→ **Supplied text**:
When discussing vouchers, liberals like to pretend there is some system of idealized perfect schools that we are draining money away from. This is simply not the case, especially in the low-achievement state of Louisiana. Bobby Jindal has seen the state of Louisiana schools and decided that tweaking it at the edges is simply not an option. A game changer is needed.

An unfortunate side effect is that few schools won’t teach science. Well, guess what, friends? The public schools aren’t teaching science either. Many, if not most, of the students in the public schools are as ignorant about evolution, cosmology and astrophysics as if they’d been educated in a fundamentalist rain barrel. You can site bad examples from the private sector all day; I will site the overall massive improvement in all phases of education, including science, that the private system has over the public system.

→ **Material provided**:
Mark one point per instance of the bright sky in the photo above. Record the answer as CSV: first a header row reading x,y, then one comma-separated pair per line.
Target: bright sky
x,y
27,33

→ **Exercise task**: Please condense the paragraph of the voucher text above that begins "When discussing vouchers" into two sentences, keeping its main points.

→ **Answer in full**: When discussing vouchers, liberals pretend money is being drained from idealized perfect schools, but that is not the case, especially in low-achieving Louisiana. After seeing the state's schools, Bobby Jindal decided that tweaking them at the edges is not an option and that a game changer is needed.